===== GIVEN RECORDS =====

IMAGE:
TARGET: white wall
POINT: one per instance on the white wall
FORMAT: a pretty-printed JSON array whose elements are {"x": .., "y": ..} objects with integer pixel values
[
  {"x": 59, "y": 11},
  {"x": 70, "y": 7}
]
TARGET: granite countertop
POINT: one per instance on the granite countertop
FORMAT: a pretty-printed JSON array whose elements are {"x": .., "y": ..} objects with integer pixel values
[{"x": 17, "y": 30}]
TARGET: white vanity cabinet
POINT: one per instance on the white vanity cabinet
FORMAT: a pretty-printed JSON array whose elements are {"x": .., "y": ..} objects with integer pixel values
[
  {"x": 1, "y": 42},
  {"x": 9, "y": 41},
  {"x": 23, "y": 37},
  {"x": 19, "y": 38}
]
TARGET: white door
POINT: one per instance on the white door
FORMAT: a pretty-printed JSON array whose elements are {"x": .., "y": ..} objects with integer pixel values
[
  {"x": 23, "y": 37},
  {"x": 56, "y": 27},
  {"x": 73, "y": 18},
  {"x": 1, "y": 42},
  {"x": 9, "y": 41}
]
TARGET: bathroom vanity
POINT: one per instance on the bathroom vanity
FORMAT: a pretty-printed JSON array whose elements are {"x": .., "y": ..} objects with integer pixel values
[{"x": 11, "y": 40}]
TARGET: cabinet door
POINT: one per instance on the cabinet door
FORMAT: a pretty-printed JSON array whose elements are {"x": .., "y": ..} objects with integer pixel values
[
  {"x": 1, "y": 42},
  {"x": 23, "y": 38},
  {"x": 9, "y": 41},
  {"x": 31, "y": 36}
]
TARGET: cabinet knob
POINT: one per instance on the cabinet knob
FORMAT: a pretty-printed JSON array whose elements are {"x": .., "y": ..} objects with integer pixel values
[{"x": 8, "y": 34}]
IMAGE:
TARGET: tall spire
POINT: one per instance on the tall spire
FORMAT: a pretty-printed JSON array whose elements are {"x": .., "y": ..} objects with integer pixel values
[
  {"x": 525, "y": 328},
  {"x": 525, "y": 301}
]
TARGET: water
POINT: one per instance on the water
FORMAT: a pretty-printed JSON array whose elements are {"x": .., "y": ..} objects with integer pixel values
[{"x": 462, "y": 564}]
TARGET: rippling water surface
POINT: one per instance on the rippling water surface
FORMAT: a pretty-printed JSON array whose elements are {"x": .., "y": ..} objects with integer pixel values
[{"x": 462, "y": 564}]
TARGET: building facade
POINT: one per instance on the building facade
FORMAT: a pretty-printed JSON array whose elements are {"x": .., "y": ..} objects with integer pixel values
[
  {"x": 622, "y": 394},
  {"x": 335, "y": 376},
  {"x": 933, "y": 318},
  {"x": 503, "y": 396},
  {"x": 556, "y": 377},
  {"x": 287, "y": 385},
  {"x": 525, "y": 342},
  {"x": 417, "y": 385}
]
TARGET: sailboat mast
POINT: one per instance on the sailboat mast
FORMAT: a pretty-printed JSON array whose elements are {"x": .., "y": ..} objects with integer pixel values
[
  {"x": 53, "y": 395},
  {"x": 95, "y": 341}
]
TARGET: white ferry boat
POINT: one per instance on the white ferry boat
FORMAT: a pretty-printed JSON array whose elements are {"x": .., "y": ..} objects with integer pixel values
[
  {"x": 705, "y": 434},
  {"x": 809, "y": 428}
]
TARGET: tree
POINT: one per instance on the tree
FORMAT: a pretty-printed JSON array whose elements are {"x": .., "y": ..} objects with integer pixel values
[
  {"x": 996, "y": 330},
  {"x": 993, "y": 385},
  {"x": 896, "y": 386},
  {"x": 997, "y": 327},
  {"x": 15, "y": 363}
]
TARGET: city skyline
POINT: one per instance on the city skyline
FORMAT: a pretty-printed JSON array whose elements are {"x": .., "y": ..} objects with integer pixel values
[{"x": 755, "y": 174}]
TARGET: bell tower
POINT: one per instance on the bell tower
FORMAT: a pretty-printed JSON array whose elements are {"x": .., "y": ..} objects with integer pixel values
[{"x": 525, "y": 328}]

=====

* [WHAT IS NEEDED] What is wanted is the line containing "TARGET: bell tower" and every line after it through the last line of the entries, printed exactly.

* [RESPONSE FOR THIS EXERCISE]
TARGET: bell tower
POINT: one per instance on the bell tower
FORMAT: a pretty-printed JSON array whose elements are {"x": .., "y": ..} objects with integer pixel values
[{"x": 525, "y": 328}]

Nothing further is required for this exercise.